What you will do: How do the lines below between the ones holding "Could you please point to the red" and "Could you please point to the wooden desk", inclusive, read? Give them again exactly, with no other lines.

━━━

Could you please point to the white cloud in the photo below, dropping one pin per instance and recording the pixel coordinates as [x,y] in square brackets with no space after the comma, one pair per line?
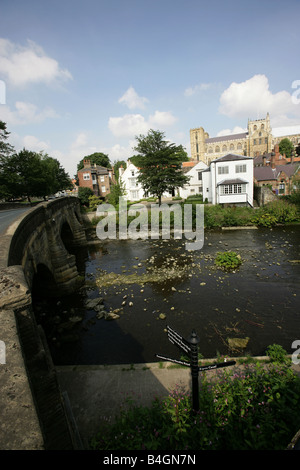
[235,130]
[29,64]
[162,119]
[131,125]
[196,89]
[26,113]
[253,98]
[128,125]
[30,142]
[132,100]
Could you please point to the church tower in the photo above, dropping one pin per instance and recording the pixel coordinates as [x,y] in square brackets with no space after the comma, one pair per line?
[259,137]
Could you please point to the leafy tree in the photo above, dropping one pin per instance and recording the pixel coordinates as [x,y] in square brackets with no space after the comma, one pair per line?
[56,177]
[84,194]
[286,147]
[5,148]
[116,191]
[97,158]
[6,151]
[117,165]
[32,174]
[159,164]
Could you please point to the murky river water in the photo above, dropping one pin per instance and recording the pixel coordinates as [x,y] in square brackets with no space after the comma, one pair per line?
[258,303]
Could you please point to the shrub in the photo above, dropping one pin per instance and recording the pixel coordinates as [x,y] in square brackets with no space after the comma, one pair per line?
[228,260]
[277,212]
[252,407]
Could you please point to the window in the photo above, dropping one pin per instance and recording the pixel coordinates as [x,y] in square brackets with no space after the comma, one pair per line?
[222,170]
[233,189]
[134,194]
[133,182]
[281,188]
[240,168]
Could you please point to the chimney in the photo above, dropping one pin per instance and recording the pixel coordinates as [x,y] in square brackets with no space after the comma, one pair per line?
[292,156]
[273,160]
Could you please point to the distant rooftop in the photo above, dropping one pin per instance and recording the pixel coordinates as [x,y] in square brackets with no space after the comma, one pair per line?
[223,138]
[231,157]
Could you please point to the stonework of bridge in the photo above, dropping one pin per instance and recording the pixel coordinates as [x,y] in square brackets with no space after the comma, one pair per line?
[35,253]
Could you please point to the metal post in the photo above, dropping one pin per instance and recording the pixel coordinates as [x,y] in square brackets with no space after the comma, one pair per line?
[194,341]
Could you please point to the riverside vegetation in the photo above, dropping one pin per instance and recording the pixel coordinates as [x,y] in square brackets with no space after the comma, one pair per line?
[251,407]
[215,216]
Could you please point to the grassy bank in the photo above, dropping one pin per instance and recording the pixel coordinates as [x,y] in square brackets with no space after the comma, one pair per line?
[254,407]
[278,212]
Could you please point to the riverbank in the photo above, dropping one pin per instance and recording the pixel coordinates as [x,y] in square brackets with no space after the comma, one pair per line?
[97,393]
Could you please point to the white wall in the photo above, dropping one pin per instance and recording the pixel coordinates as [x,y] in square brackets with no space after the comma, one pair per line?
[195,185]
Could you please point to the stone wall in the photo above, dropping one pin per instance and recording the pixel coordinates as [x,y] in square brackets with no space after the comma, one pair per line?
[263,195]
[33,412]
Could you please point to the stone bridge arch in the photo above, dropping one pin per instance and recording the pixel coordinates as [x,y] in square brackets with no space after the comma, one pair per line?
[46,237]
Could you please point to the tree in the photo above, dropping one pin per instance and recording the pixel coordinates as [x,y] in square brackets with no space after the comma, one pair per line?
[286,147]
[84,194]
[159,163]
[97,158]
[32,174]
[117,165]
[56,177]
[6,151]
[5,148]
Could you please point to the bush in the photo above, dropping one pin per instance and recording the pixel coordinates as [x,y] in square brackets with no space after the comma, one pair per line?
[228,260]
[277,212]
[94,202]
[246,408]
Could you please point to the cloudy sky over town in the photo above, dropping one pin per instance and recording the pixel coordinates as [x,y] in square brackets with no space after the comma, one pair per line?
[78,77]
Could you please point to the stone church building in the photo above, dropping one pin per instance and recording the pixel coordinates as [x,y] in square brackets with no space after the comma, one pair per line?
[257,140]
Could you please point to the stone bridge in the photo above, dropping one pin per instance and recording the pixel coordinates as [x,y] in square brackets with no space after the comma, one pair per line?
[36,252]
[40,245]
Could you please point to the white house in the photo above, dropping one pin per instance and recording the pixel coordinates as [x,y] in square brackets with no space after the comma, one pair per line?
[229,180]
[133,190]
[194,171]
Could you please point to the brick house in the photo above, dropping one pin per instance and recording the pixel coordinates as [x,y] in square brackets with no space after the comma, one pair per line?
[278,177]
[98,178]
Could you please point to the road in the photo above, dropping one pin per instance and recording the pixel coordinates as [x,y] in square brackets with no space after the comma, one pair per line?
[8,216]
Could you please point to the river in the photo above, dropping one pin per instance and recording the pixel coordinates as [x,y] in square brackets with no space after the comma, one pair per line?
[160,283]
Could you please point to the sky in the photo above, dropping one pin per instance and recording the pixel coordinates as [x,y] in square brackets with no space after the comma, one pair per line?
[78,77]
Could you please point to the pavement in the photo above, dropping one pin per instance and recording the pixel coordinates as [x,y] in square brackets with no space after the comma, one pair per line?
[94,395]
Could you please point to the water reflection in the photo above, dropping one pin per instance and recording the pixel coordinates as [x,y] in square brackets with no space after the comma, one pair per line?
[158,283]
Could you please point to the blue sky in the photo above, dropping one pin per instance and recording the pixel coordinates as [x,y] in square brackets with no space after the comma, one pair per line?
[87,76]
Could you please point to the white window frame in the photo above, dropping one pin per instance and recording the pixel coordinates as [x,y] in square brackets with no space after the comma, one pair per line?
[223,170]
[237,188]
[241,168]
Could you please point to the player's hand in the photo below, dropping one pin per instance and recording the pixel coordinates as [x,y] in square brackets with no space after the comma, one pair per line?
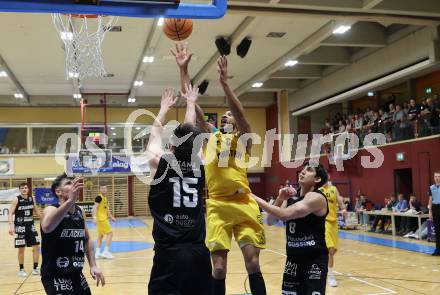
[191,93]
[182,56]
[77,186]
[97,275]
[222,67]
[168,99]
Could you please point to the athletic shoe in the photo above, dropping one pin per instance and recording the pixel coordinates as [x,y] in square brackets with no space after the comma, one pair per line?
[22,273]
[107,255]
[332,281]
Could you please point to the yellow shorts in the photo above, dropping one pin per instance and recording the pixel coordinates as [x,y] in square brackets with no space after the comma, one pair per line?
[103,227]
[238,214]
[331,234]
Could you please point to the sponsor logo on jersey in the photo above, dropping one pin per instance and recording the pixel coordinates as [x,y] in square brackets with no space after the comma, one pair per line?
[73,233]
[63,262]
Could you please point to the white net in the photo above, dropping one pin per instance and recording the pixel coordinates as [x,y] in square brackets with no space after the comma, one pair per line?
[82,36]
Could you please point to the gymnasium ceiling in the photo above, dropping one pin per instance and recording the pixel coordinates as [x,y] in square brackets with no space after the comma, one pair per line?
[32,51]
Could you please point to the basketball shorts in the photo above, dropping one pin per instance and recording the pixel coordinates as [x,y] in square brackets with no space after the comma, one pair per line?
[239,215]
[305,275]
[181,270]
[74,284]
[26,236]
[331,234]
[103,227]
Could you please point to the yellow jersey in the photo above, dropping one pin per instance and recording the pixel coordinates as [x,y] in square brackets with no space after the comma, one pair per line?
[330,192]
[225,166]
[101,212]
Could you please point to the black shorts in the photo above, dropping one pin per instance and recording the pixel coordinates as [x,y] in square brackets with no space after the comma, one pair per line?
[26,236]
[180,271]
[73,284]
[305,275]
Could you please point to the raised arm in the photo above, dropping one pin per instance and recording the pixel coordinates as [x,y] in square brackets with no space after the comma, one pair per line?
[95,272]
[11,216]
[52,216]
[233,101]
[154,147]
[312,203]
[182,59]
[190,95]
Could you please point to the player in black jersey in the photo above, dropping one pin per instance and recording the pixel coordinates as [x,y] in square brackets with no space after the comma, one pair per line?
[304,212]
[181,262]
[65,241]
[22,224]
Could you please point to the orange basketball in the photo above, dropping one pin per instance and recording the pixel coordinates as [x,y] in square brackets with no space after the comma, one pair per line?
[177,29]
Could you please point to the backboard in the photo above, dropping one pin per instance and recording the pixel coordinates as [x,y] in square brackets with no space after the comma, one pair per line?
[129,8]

━━━

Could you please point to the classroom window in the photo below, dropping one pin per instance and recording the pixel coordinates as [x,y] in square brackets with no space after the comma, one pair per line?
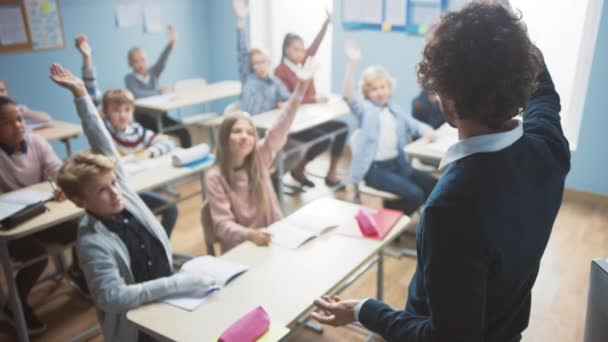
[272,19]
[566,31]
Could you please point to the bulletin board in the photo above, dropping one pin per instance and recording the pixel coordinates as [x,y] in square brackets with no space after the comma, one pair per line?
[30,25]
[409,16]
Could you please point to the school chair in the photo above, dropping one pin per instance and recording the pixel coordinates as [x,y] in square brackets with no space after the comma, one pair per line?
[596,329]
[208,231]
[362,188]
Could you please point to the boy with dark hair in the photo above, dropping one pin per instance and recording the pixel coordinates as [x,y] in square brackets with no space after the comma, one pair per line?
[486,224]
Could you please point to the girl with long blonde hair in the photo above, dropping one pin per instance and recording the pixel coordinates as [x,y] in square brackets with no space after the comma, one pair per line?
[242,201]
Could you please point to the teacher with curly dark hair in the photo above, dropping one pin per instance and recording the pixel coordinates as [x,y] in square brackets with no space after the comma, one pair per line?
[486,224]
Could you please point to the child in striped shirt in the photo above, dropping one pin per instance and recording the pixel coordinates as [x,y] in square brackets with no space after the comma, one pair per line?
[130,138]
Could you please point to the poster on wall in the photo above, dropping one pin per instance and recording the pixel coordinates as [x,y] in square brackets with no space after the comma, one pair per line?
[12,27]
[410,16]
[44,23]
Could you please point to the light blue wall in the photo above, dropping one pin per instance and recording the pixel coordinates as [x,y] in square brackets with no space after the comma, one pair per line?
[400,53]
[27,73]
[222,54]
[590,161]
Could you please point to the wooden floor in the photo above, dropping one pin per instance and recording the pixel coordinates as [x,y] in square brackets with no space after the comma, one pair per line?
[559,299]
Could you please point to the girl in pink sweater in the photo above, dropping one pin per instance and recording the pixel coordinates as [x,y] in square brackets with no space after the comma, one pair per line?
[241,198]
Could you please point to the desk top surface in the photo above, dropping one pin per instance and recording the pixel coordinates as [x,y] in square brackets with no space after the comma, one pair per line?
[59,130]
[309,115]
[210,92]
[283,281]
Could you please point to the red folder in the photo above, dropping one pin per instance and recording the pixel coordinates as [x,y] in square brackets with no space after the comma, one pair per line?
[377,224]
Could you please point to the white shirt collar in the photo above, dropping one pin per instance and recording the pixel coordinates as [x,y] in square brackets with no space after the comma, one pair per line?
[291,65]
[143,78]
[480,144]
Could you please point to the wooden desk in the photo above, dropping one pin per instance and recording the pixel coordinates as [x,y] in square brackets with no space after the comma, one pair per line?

━━━

Completed exercise:
Could you please point to the red folder in the photo above, dropping one pin per instance and recording the pixel coordinates as [x,y] in square brackets with no space after the comma, one pair per line?
[377,224]
Could you please point to the white shirt collar in the photo above, dropping one pin per instance and recording the pixel coordinates as [x,y] in square brackets with no space after the comma, one pair per line?
[291,65]
[143,78]
[480,144]
Could you please point to the wooden desk in the photo above, dropping one pin per instance and recording the pixel coordinates as [x,y] in square brackets with no space after the comma, one pair per line?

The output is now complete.